TRECHO DO TEXTO:
• • • • • • •

Incuráveis reúne elementos teatrais (ou assim convencionados), como poucos atores, locações reduzidas e destaque ao texto. Gustavo Acioli não esconde a raiz deste seu primeiro longa-metragem: a peça A Dama da Lapa , de Marcelo Pedreira. Mas, apesar de utilizar ferramentas talvez mais próximas do teatro que do cinema, a exemplo da importância da iluminação na delimitação espacial de zonas de luz e sombras, o diretor destaca a presença de uma câmera que exibe uma cena estilizada na contramão da proposta de construção quase invisível do real bancada por Karim Aïnouz em O Céu de Suely , outro filme brasileiro em cartaz. Juízos de valor à parte, é difícil não se sensibilizar com o aproveitamento das cores – o vestido azul da mulher, a parede verde-escura do quarto, o cobertor vinho, etc – na fotografia de Lula Carvalho.
Um plano sobressai: o de Fernando Eiras, na penumbra, vestido de mulher. É também o começo da melhor parte de Incuráveis, aquela em que as duas personagens (uma prostituta e o cliente que a contratou para ouvi-lo por uma noite) invertem o jogo, até então, estabelecido e se apropriam das falas formuladas pelo outro (não por acaso, o espelho é um dos objetos mais valorizados pela câmera). A pergunta central do filme – “O que nós fazemos com tudo isso que somos?” –, repetida várias vezes ao longo da projeção, ganha o reforço de uma segunda questão lançada por Eiras – “por que uma mulher num corpo de homem?”. A indagação, além de trazer à tona o descompasso entre imagem física e imagem subjetiva (já abordado no ótimo Vera , de Sergio Toledo), sublinha, junto à primeira, as principais discussões embutidas em Incuráveis : cada ser humano reúne características diversas em sua “composição”, tende a buscar o inacessível e representa personagens que não são dissociadas mas fazem parte de si.

• • • • • • •

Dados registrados
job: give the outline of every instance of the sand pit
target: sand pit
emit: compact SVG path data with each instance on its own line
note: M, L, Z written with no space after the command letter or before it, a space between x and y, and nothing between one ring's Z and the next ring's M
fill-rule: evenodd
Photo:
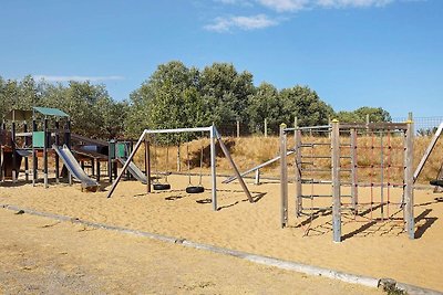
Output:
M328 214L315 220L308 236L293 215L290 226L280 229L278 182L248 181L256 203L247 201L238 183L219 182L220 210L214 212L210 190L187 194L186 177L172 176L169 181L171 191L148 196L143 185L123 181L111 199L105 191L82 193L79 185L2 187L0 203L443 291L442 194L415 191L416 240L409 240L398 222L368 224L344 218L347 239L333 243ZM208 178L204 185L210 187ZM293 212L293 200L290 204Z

• • • • • • •

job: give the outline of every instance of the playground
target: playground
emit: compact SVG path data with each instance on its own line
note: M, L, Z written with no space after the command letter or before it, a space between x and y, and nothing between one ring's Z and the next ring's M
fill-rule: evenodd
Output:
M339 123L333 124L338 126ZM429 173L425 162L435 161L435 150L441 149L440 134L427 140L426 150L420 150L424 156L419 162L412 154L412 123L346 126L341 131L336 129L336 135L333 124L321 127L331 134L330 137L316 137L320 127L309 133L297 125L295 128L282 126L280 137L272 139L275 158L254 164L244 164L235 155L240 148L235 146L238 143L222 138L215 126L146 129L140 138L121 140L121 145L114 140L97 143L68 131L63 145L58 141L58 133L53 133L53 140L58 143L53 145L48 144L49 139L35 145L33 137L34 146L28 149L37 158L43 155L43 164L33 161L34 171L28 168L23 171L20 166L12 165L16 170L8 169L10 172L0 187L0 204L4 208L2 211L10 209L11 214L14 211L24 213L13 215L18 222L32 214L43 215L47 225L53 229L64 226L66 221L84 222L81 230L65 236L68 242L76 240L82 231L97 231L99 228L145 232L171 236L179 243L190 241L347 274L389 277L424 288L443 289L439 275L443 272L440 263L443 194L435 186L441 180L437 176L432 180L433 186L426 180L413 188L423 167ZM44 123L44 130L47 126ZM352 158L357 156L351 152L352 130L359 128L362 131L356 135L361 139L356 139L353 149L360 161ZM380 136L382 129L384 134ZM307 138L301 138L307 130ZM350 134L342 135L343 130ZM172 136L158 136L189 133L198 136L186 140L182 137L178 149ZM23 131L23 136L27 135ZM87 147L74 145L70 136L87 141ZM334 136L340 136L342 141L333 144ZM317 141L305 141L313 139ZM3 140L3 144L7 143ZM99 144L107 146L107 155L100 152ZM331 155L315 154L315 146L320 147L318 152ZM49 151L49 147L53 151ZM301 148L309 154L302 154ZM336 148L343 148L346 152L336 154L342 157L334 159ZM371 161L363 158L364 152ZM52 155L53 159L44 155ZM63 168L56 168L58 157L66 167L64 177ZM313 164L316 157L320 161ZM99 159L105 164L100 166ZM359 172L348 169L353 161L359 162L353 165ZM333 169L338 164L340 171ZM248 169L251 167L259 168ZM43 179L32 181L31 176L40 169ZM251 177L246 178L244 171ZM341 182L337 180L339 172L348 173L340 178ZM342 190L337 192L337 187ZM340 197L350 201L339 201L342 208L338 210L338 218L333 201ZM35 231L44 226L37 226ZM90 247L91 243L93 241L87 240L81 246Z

• • • • • • •

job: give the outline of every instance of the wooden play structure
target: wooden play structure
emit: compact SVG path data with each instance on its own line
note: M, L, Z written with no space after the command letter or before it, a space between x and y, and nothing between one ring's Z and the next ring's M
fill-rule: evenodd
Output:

• • • • • • •

TAREFAS:
A - Traduza para o inglês esta frase do texto sobre Incuráveis: "Um plano sobressai: o de Fernando Eiras, na penumbra, vestido de mulher."
B - Responda com base no texto sobre Incuráveis:
(i) De que peça o filme se origina, e quem a escreveu?
(ii) Quem assina a fotografia do filme?
(iii) Que objeto está entre os mais valorizados pela câmera?
C - Resuma o texto sobre Incuráveis em duas frases.

RESPOSTAS:
A - One shot stands out: that of Fernando Eiras, in the half-light, dressed as a woman.

B -
(i) Da peça A Dama da Lapa, de Marcelo Pedreira.
(ii) Lula Carvalho.
(iii) O espelho.

C - Primeiro longa-metragem de Gustavo Acioli, Incuráveis vem da peça A Dama da Lapa e usa recursos próximos do teatro, mas tem uma câmera que mostra uma cena estilizada e uma fotografia de cores marcantes. Na melhor parte, a prostituta e o cliente invertem o jogo, e as perguntas do filme destacam que cada ser humano reúne características diversas, tende a buscar o inacessível e representa personagens que fazem parte de si.